[START]

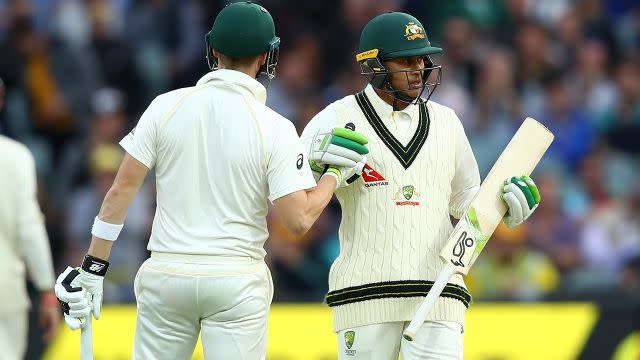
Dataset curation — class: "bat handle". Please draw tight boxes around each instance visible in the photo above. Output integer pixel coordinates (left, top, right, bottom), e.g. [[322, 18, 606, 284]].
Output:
[[402, 263, 455, 341], [80, 314, 93, 360]]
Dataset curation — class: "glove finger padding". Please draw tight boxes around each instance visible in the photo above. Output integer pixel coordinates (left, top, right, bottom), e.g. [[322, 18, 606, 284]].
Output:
[[64, 314, 87, 330], [91, 292, 102, 320], [326, 144, 363, 163]]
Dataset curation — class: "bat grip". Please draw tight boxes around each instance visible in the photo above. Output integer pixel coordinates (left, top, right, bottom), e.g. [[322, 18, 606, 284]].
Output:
[[402, 263, 455, 341], [80, 314, 93, 360]]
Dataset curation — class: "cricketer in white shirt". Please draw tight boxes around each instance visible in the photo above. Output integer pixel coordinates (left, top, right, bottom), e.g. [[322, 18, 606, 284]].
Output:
[[0, 135, 60, 359]]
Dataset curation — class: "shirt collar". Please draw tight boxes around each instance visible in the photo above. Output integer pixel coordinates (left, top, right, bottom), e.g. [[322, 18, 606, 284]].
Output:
[[364, 84, 418, 120], [196, 69, 267, 104]]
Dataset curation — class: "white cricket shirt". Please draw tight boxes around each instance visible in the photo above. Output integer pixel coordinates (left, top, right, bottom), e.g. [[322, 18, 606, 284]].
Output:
[[120, 70, 316, 259], [0, 135, 54, 315], [302, 85, 480, 331]]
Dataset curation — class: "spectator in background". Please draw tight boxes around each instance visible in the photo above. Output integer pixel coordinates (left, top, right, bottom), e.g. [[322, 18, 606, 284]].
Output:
[[599, 57, 640, 154], [466, 224, 559, 301], [580, 188, 640, 288], [568, 39, 617, 115], [65, 144, 153, 302], [267, 34, 322, 124], [618, 256, 640, 296], [432, 18, 479, 120], [515, 21, 554, 119], [539, 72, 595, 171], [527, 172, 581, 274], [53, 88, 128, 206], [462, 49, 524, 178], [87, 0, 142, 114]]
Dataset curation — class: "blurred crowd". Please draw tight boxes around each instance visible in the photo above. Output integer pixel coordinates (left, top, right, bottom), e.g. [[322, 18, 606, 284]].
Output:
[[0, 0, 640, 302]]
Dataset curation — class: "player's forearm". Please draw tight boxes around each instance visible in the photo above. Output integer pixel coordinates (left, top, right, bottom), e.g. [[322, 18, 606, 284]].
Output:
[[88, 176, 140, 260]]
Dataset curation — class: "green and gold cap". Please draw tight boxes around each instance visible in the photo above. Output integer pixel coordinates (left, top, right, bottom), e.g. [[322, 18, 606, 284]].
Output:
[[206, 1, 280, 57], [356, 12, 442, 61]]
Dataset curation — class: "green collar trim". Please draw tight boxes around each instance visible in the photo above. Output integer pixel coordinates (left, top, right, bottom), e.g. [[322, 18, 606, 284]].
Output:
[[355, 91, 431, 169]]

[END]

* **GIVEN TASK**
Rewrite the records above as a Markdown table with the columns "Number" and "Content," one row per line with blank lines omitted, and leave the pictures out.

* **OUTPUT**
| Number | Content |
|---|---|
| 1 | Dataset curation — class: "bat handle". Please draw tight boxes around each instance visible in the photo above. Output integer pixel coordinates (left, top, right, bottom), e.g. [[322, 18, 606, 284]]. |
| 2 | Output: |
| 3 | [[402, 263, 455, 341], [80, 314, 93, 360]] |
| 4 | Dataset curation — class: "glove finger padding". Please draw tight boxes around each instance visible in the photo above. Output integer pixel coordinates (left, top, right, bottom), e.g. [[322, 18, 606, 284]]. |
| 5 | Output: |
| 6 | [[64, 314, 87, 330], [91, 292, 102, 320], [326, 144, 363, 163]] |
| 7 | Dataset curation — class: "bat grip". Please draw tight boxes around each instance visible in the photo above. Output integer pixel coordinates (left, top, right, bottom), e.g. [[322, 18, 606, 284]]. |
| 8 | Output: |
| 9 | [[402, 263, 455, 341], [80, 314, 93, 360]] |
| 10 | Dataset curation — class: "cricketer in white shirt". Please draw tight boxes around each instance visible in the photo above. Output integer pixel coordinates (left, top, right, bottom), e.g. [[322, 18, 606, 284]]. |
| 11 | Output: |
| 12 | [[0, 135, 60, 359]] |
| 13 | Dataset curation — class: "shirt collar". Please draw tight boxes around each instance visible in the photo above. Output integer pixel coordinates (left, top, right, bottom), e.g. [[322, 18, 606, 284]]. |
| 14 | Output: |
| 15 | [[364, 84, 418, 120], [196, 69, 267, 104]] |
| 16 | Dataset curation — class: "white cricket shirt". Please draw tight boxes around each instance visible in the photo above. Output integer pixel coordinates (left, top, right, bottom), e.g. [[322, 18, 606, 284]]. |
| 17 | Output: |
| 18 | [[120, 70, 316, 259], [0, 135, 54, 315], [302, 85, 480, 331]] |
| 19 | Dataset curation — class: "spectator in background". Please draw tight boxes around each instance visible in the photo above. Output integer pixel coordinates (left, top, right, bottom), e.g. [[322, 18, 606, 284]]. |
| 20 | Output: |
| 21 | [[599, 57, 640, 154], [466, 224, 559, 301], [580, 188, 640, 288], [568, 39, 617, 115], [65, 144, 153, 302], [267, 34, 322, 124], [618, 256, 640, 296], [432, 18, 479, 120], [515, 21, 554, 119], [539, 72, 595, 171], [527, 172, 581, 274], [53, 88, 128, 206], [462, 49, 524, 178], [87, 0, 142, 114]] |
| 22 | Dataset curation — class: "blurred crowd". Please draw tight boxes around each instance visible in the photo above. Output integer pixel coordinates (left, top, right, bottom), e.g. [[322, 18, 606, 284]]. |
| 23 | Output: |
| 24 | [[0, 0, 640, 302]] |
| 25 | Dataset curation — class: "player's forearm". Please draw tight boxes around each instance visible in the photo above. Output integer pixel coordinates (left, top, right, bottom), e.g. [[322, 18, 606, 284]]. |
| 26 | Output: |
| 27 | [[88, 176, 140, 260]] |
| 28 | Dataset curation — class: "green and gold cap". Please draw tight boxes around each instance visible in the photo above. Output integer pixel coordinates (left, top, right, bottom), e.g. [[322, 18, 606, 284]]. |
| 29 | Output: |
| 30 | [[206, 1, 280, 57], [356, 12, 442, 61]] |
| 31 | Dataset curation — class: "green collar trim". Please draw tight boxes around each instance visible in the photo above. Output integer pixel coordinates (left, top, right, bottom), e.g. [[322, 18, 606, 284]]. |
| 32 | Output: |
| 33 | [[355, 91, 431, 169]] |